* [What you will do]:
**1.** From the profile of Iluminada Concepción, extract the passage between "Iluminada Concepción (born" and "Republic in 1992.", inclusive.
**2.** Using the Iluminada Concepción profile, answer these questions:
(a) In what year did she win a doubles bronze medal at the Pan American Games?
(b) How many ITF titles did she win in doubles?
(c) Which team did she face in her 1991 Federation Cup doubles rubber?
**3.** List every country named in the Iluminada Concepción profile.

* [Excerpt provided]:
□ □ □ □ □

Iluminada Concepción
- Full name: Iluminada Iraida Concepción Chappotín
- Country (sports): Cuba
- Born: 29 November 1956 (age 68)

Singles
- Career record: 28–24
- Career titles: 2 ITF
- Highest ranking: No. 391 (17 Jul7 1989)

Doubles
- Career record: 27–26
- Career titles: 3 ITF
- Highest ranking: No. 288 (17 Jul7 1989)

= Iluminada Concepción =

Cuban tennis player

Iluminada Concepción (born 29 November 1956) is a Cuban former professional tennis player.

== Career ==
Concepción was a doubles bronze medalist at the 1975 Pan American Games. She represented the Cuba Federation Cup team in two doubles rubbers, against Romania in 1991 and the Dominican Republic in 1992.

□ □ □ □ □

* [Entries shown]:
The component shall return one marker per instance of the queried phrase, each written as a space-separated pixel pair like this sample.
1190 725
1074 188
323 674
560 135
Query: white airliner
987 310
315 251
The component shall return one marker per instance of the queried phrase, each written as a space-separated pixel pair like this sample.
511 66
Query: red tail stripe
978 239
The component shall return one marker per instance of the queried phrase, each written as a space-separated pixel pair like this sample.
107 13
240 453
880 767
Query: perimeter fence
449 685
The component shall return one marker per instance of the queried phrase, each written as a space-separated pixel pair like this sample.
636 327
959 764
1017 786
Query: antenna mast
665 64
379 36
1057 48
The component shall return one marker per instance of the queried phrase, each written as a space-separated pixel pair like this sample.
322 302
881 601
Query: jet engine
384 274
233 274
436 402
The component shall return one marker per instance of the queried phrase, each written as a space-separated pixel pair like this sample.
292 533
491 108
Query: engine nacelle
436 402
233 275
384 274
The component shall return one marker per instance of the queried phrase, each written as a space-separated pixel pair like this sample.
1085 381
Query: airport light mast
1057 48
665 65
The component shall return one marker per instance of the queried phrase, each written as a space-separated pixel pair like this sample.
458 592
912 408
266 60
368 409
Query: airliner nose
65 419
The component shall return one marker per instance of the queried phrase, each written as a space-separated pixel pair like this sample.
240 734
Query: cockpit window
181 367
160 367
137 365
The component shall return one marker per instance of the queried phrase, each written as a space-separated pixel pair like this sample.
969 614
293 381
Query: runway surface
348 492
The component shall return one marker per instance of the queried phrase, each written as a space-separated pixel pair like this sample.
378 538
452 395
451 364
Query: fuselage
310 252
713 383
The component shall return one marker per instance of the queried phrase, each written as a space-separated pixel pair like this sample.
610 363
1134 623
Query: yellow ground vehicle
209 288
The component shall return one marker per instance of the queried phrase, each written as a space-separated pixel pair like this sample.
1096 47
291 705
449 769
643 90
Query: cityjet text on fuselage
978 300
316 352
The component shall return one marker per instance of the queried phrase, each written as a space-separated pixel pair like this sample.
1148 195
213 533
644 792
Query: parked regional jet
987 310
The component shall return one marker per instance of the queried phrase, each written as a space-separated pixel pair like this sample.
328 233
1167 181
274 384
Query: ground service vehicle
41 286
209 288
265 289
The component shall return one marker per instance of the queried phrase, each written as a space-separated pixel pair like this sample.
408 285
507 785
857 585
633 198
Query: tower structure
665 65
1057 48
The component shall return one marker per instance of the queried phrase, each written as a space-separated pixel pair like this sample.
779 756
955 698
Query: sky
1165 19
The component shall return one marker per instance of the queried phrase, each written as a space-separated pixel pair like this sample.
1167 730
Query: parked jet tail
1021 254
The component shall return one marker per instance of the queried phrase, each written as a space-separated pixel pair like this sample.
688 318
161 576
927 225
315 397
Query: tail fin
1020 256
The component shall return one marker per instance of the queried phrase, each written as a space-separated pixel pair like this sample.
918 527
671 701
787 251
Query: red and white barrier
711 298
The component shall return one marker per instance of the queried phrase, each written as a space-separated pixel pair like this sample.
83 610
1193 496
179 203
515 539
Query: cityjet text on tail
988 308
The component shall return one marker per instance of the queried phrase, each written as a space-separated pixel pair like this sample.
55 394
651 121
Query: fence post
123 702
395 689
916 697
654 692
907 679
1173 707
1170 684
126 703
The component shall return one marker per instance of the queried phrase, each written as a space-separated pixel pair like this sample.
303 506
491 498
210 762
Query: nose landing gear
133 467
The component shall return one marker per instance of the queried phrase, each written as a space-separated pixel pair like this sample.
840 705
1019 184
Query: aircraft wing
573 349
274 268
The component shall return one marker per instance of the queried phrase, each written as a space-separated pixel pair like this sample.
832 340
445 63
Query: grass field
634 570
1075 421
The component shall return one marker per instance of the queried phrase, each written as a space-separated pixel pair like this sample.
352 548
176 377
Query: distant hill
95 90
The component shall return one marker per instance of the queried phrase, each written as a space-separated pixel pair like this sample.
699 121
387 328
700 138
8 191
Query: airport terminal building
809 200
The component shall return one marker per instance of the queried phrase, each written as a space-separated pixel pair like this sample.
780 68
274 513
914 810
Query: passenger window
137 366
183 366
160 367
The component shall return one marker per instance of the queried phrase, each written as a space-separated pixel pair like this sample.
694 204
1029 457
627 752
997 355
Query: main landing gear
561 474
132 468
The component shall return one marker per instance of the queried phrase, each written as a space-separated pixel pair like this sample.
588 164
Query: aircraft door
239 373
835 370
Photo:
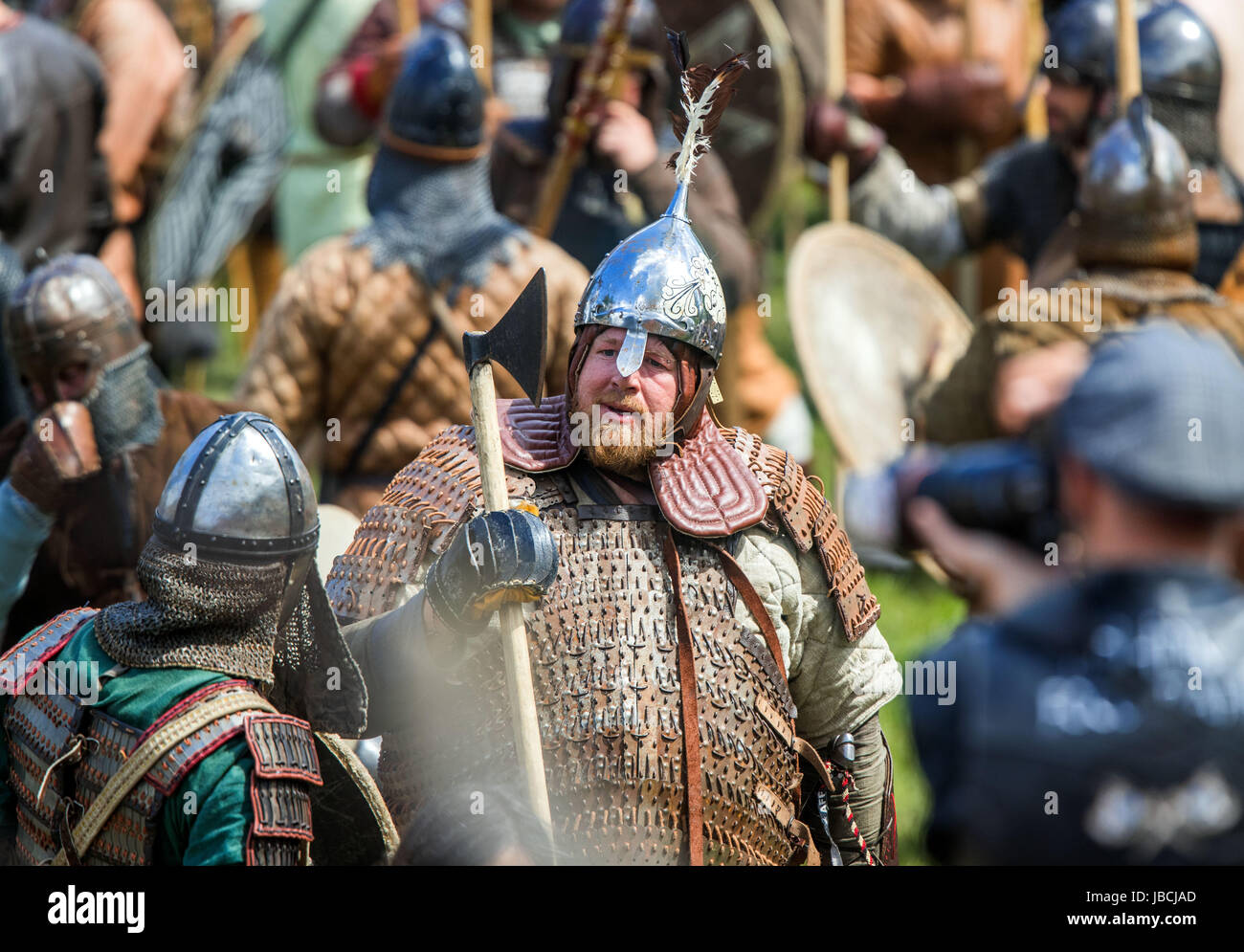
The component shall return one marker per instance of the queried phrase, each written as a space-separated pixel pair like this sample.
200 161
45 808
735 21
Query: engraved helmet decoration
660 280
241 495
67 311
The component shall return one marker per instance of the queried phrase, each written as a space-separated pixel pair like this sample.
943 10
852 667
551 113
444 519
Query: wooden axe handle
836 87
514 632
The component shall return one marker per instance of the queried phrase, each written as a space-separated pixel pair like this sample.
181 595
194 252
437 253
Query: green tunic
207 829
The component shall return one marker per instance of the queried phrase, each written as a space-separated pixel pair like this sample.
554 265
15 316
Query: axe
518 343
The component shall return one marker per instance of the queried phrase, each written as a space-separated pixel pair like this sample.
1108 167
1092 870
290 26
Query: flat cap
1160 412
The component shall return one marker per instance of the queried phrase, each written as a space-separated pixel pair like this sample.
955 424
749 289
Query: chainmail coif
223 617
438 218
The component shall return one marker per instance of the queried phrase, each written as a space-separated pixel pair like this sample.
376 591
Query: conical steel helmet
660 280
239 492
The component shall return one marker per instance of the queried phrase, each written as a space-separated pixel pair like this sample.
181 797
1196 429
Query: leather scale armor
605 658
41 727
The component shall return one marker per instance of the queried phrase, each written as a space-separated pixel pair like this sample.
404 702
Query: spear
595 83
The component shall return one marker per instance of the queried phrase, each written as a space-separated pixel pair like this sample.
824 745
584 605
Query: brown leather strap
693 778
751 599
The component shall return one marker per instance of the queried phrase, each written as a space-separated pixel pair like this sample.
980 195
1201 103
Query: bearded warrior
361 348
85 466
700 630
1136 249
178 731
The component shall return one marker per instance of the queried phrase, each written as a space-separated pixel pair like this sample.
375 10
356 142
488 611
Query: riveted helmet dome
581 24
1133 201
436 100
70 310
1082 44
239 493
659 280
1180 56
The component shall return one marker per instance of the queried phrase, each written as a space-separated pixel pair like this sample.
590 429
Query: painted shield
874 330
352 824
337 528
760 137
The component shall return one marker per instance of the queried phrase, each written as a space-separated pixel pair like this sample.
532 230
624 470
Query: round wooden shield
351 823
872 329
760 136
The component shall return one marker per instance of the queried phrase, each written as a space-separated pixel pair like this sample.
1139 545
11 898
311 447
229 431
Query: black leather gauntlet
499 557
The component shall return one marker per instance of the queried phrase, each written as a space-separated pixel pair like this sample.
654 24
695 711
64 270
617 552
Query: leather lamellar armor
605 658
44 725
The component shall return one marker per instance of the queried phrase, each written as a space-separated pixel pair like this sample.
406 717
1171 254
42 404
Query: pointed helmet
660 280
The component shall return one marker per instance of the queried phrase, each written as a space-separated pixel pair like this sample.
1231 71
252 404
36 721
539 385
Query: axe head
519 342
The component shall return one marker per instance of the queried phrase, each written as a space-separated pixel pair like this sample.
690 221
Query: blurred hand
1033 385
994 574
58 451
966 98
626 137
830 128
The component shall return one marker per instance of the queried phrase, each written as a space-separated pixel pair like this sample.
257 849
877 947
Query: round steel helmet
1135 190
67 311
581 24
1082 36
1180 56
436 100
659 280
239 493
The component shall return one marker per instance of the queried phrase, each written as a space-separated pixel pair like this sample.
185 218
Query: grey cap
1158 412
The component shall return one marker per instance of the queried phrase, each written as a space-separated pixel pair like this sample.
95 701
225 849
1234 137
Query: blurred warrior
54 183
362 344
211 686
1136 245
691 587
353 88
911 73
1182 74
1023 195
83 469
1098 719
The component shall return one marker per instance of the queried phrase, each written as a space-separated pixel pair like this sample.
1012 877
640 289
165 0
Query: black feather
679 46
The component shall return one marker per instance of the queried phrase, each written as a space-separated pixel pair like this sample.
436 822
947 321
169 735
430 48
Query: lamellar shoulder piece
637 611
799 509
427 503
54 786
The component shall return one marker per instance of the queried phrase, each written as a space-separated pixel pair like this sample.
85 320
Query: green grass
916 611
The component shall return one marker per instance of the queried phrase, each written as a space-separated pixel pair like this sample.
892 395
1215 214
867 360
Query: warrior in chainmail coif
214 683
693 609
98 438
366 329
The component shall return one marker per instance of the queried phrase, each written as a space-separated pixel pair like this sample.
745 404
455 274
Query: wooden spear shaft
836 87
1128 55
481 36
407 16
514 632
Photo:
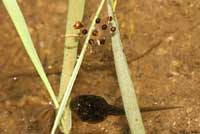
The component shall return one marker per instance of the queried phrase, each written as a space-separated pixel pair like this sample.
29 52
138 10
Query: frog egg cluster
97 34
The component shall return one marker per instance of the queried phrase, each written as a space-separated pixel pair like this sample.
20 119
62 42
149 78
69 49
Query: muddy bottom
163 54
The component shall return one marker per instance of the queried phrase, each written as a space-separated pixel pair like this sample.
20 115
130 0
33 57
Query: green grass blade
75 71
125 83
21 27
75 13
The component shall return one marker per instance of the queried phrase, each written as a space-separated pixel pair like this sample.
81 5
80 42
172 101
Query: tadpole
94 109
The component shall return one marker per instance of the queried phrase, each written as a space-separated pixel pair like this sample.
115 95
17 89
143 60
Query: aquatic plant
69 73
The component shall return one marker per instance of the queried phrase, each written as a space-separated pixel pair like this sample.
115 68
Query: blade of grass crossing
75 71
125 83
75 13
21 27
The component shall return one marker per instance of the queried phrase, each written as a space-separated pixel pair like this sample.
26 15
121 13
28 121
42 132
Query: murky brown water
163 56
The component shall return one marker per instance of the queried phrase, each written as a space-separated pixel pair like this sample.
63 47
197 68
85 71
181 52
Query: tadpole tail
113 110
158 108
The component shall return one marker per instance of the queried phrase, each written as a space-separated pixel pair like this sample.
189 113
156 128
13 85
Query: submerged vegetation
71 64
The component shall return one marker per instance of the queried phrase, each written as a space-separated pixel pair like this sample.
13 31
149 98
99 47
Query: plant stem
125 83
75 71
75 13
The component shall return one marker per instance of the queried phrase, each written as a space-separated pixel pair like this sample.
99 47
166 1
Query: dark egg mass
94 109
91 108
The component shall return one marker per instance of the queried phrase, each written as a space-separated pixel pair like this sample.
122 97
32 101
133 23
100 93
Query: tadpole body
94 109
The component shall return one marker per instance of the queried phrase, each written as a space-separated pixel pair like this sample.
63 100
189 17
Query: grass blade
21 27
125 83
70 56
75 71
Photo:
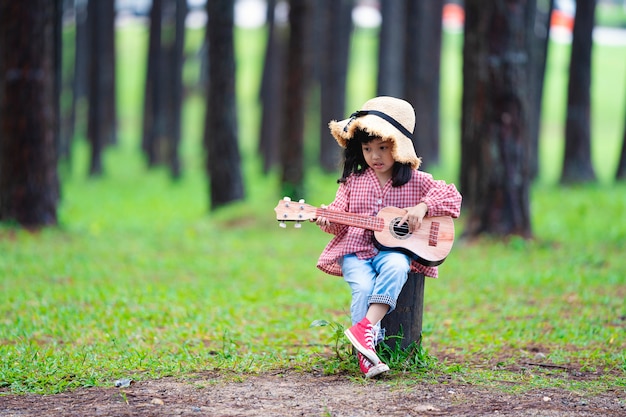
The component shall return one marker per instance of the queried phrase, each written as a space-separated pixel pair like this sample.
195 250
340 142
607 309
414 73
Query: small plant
337 336
413 358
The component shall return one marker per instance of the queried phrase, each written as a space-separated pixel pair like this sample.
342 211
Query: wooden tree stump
406 319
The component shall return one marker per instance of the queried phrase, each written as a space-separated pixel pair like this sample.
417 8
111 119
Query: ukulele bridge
397 230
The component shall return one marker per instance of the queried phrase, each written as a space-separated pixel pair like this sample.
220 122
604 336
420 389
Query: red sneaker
368 368
362 338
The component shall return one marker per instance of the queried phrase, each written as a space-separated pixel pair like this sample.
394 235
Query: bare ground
307 394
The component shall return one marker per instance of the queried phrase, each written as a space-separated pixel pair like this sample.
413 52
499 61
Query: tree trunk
101 124
495 142
220 135
333 61
621 166
539 58
271 91
391 54
295 89
29 185
164 87
577 165
422 72
404 324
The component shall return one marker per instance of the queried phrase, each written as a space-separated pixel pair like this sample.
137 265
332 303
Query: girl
380 169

□ □ □ □ □

* [Responses to the tasks]:
**1.**
Iluminada Concepción (born 29 November 1956) is a Cuban former professional tennis player.

== Career ==
Concepción was a doubles bronze medalist at the 1975 Pan American Games. She represented the Cuba Federation Cup team in two doubles rubbers, against Romania in 1991 and the Dominican Republic in 1992.

**2.**
(a) 1975
(b) 3
(c) Romania

**3.**
Cuba
Romania
The Dominican Republic